本文:

_ _ _ _

バーバラ・スタンウィックも当然面白いんですよ?本日の映画の魅力の大半をバーバラ・スタンウィックの振り切った演技が占めていることは間違いありませんから。
でも私としてはヘンリー・フォンダのキャラクターの方が面白い。
こんなアホなヘンリー・フォンダ見たことない。
ヘンリー・フォンダがそれまでの“二枚目俳優”という殻を破った記念碑的映画、【レディ・イヴ】です。
参考 スクリューボール・コメディ=映画のジャンルの1つ。ストーリーの多くは常識外れで風変わりな男女が喧嘩をしながら恋に落ちる内容。
映画【レディ・イヴ】のあらすじザックリ
通常運転のバーバラ・スタンウィックより骨抜きのヘンリー・フォンダ
【レディ・イヴ】でその演技の幅の広さを見せつけたヘンリー・フォンダの役どころは、「ビール(正確には“エール”)会社の御曹司」チャールズ・“ホプシー”・パイク。
蛇の研究に余念がないホプシーは、アマゾンで珍しい蛇を手に入れた帰り道、豪華客船に乗り込みます。

_ _ _ _

作業内容:
上の映画『レディ・イヴ』の紹介文を、最後の文のあとから書き継いでください。

(ポイント注釈データ)
_ _ _ _

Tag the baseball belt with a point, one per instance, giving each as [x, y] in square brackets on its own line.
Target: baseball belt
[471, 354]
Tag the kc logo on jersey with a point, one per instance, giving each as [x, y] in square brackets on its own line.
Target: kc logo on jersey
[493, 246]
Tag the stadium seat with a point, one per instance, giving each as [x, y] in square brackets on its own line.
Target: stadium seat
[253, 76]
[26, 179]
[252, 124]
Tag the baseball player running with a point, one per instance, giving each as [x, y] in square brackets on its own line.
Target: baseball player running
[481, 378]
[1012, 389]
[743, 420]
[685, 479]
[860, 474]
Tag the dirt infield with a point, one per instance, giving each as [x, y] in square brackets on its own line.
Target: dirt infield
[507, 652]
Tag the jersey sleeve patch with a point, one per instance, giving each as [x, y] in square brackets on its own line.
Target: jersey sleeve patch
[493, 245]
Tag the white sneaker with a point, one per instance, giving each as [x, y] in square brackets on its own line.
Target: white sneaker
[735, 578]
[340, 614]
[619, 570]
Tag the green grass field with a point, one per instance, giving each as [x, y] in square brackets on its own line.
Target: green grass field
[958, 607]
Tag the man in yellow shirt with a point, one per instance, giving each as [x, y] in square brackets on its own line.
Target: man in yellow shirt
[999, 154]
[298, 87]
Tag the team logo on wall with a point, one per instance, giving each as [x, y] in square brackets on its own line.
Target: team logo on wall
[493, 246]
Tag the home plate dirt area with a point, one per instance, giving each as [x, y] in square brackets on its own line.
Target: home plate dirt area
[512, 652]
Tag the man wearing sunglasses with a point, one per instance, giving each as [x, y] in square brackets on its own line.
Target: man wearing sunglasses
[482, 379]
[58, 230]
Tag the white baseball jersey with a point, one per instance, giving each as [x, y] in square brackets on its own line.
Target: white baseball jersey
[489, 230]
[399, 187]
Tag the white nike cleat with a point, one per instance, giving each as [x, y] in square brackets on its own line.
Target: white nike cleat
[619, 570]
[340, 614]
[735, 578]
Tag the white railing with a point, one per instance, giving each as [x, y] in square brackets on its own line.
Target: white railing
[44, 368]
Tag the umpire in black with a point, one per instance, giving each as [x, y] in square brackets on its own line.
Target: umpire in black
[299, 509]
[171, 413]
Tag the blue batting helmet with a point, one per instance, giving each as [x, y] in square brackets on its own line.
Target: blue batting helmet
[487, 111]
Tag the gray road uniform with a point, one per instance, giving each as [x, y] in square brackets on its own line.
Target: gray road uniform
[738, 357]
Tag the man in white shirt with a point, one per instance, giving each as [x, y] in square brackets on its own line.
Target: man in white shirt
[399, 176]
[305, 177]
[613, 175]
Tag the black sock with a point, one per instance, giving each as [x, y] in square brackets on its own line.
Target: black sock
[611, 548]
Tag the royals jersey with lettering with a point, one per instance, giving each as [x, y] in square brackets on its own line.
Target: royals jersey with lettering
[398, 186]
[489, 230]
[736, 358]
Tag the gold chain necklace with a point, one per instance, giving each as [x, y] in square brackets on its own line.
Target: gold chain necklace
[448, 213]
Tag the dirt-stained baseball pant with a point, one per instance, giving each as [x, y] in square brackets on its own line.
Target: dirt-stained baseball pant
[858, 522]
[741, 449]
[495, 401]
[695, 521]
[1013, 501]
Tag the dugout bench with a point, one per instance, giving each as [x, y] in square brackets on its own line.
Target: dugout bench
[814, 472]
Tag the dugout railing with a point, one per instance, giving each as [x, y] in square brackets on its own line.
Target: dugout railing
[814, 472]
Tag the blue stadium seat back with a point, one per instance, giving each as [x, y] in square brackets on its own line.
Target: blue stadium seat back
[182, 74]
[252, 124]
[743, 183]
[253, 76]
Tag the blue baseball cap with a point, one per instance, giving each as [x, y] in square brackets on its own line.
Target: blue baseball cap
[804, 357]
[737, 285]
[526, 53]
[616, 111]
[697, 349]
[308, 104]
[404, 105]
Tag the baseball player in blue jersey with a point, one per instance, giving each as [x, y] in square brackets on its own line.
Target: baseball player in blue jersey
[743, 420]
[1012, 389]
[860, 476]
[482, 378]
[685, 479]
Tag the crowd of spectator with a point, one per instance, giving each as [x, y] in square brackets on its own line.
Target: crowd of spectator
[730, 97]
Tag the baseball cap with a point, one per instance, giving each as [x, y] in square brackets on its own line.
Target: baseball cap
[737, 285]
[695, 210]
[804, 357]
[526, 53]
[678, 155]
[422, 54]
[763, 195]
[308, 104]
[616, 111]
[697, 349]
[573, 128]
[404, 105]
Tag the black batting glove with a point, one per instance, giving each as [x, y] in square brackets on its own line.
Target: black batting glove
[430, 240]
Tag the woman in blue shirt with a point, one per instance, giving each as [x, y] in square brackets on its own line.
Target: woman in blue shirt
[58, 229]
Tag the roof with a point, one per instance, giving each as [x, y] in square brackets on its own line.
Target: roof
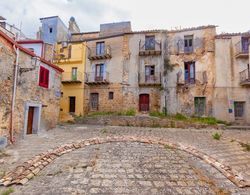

_ _ _ _

出力結果:
その船に乗っていたのが「石油王」の体 のハリントン大佐(チャールズ・コバーン)とその娘ジーン・ハリントン(バーバラ・スタンウィック)。
実は彼らは詐欺師父娘 。
今日もジーンの艶めいた魅力でカモを探していたところ、まんまと大金持ちの御曹司が同じ船に乗り込んできたってわけです。
世間知らずにもほどがある御曹司
作中にホプシーの年齢は出てこないんですけど、【レディ・イヴ】出演時のヘンリー・フォンダの年齢は35~36歳。この事実を加味すると【レディ・イヴ】はまた一段と面白くなります。
だって多分ホプシーは童貞なんですよ、35~36歳でね。理由は「僕は蛇にしか興味がない」から。
今まで親戚の女性以外と親しくしたことなんてないもんだから(知らんけど、たぶん)、ジーンの香水がほんのり匂っただけで骨抜き。
ジーンの靴を履かせる時はすらりとした御御足 ガン見。
魅惑のジーンにほっぺたすりすりされた日にゃあ、御髪 は乱れ目は泳ぎ、どもって意味不明なことを口走る。
ホプシーの御託を聞きながらジーンは彼の頭をナデナデ。
しかしここで予想外にめでたい出来事が起こります。
百戦錬磨の女詐欺師ジーンが本気でホプシーを愛してしまうのです。
なんでやねん!
アホすぎて逆に可愛いか!
2人は一度は心を通わせますが、ホプシーがジーンとハリントン大佐の正体に気付いてしまったため結局別れてしまいます。
自分を棄てたホプシーへの復讐を誓うジーンはその後、「イギリス社交界の花形レディ・イヴ」という架空の人物になりすましてホプシー宅のパーティへ潜入。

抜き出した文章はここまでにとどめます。